--- Text provided ---

The bill at least exempts schools from providing these services for IEP students.
But it assumes that high-dosage tutoring is a real thing, without noting that it is hard and expensive to scale up.
This is the story of education a million times-- some legislator gets a bright idea and declares "Let's require schools to fix this" while waving vaguely in the direction of schools. And while this bright idea may require more resources and human-hours, that lawmaker will be confident that this whole new program can be implemented for free. Rick Hess has often said that you can force folks to do something, but you can't force them to do it well. That is doubly true when you make zero effort to provide them with the resources needed to implement the program.
Doesn't matter. Lawmakers will sign the bill (already through the Senate and headed through the House) and congratulate themselves on solving an education problem. For those who, like many Ohio legislators, would like to gut public education, the school's failure to do a great job implementing the unfunded mandate is just more fodder for the "We gave them money and they didn't perform magical pedagogical feats" argument used to discredit and dismantle public schools.

--- Record set ---

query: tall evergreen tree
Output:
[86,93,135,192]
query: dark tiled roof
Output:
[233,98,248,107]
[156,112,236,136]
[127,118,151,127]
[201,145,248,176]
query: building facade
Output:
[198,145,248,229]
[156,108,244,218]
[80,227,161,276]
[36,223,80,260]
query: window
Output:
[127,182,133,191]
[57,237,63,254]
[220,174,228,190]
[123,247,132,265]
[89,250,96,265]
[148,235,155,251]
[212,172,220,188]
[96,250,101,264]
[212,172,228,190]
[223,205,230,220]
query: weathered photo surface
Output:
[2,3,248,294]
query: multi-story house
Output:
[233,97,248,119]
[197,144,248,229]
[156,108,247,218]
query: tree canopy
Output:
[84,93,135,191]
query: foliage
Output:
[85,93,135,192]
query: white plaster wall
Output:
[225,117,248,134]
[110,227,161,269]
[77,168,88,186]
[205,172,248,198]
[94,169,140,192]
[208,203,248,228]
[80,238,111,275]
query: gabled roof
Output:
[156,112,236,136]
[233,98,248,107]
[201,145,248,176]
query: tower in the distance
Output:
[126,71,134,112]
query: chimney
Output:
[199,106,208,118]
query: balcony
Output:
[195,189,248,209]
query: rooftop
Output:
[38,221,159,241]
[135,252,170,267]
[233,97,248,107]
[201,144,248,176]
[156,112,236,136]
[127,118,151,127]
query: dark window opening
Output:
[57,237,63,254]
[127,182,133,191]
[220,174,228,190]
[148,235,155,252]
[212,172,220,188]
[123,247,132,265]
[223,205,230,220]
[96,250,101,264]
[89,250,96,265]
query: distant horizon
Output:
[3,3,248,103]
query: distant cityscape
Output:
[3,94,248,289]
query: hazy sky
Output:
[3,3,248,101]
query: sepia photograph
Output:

---

■ Stated exercise A
In the passage on the tutoring bill, who has often said that you can force folks to do something but can't force them to do it well?
■ Stated exercise B
Please write out everything in the passage on the tutoring bill from "The bill at" down to "to scale up.".

■ Task response A
Rick Hess

■ Task response B
The bill at least exempts schools from providing these services for IEP students.
But it assumes that high-dosage tutoring is a real thing, without noting that it is hard and expensive to scale up.